*** 掲載文

数は整数と実数が区別される。小数部分を含まない数は整数とする。例:3.0は実数
文字列は""または''または「」で囲む(""中の"は\",''中の'は\'と表記する)。
真偽値はTrueとFalseのどちらかである。
[1,2,3]のようなリストも使える。
{"x":3, "y":4}のような辞書も使える。
PyPENでは整数・実数・文字列・真偽値は値渡しであるが,リスト・辞書は参照の値渡しである。 つまり,リストや辞書を引数に渡すときは,そのリストや辞書の中身が変わることがある。 リストや辞書を値渡ししたいときには,copy関数を使う。
a = [1,2,3]
b = a # aとbは同じリストを参照している
c = copy(a) # cはaのコピー
a[0] = 10 # aは[10,2,3], bは[10,2,3], cは[1,2,3]
b[1] = 20 # aは[10,20,3],bは[10,20,3],cは[1,2,3]
c[2] = 30 # aは[10,20,3],bは[10,20,3],cは[1,2,30]
変数を宣言することはできない。値を代入した時点で変数は生成される。 また,変数は型を持たない。
変数名の後に番号や文字列をいれた[ ]をつけてリストや辞書を使うことができる。 二次元以上のリストの要素はa[1,2]またはa[1][2]などのように使う。
+,-,*,/,//,%,**が使える。*は掛け算,/と//は割り算,%は割り算の余り(整数どうしに限る)を表す。 ただし/の割り算は余りを出さない割り算(結果は実数)で,//の割り算は商の整数部分(結果は整数)を表す。 また,**はべき乗を表す。
ビット演算は&,|,^,~,<<,>>が使える。

******
*** 提供資料

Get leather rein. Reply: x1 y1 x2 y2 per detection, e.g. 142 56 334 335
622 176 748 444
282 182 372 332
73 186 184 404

******

● **出題 A**
掲載文によると、PyPENでリストや辞書を値渡ししたいときに使う関数は何か。
● **出題 B**
掲載文のうち、「[1,2,3]のようなリストも使える。」から「生成される。 また,変数は型を持たない。」までを、両端を含めて一字も変えずに書き写せ。
資料は掲載文とは別に用意されたものである。

● **記述解答 A**
copy関数

● **記述解答 B**
[1,2,3]のようなリストも使える。
{"x":3, "y":4}のような辞書も使える。
PyPENでは整数・実数・文字列・真偽値は値渡しであるが,リスト・辞書は参照の値渡しである。 つまり,リストや辞書を引数に渡すときは,そのリストや辞書の中身が変わることがある。 リストや辞書を値渡ししたいときには,copy関数を使う。
a = [1,2,3]
b = a # aとbは同じリストを参照している
c = copy(a) # cはaのコピー
a[0] = 10 # aは[10,2,3], bは[10,2,3], cは[1,2,3]
b[1] = 20 # aは[10,20,3],bは[10,20,3],cは[1,2,3]
c[2] = 30 # aは[10,20,3],bは[10,20,3],cは[1,2,30]
変数を宣言することはできない。値を代入した時点で変数は生成される。 また,変数は型を持たない。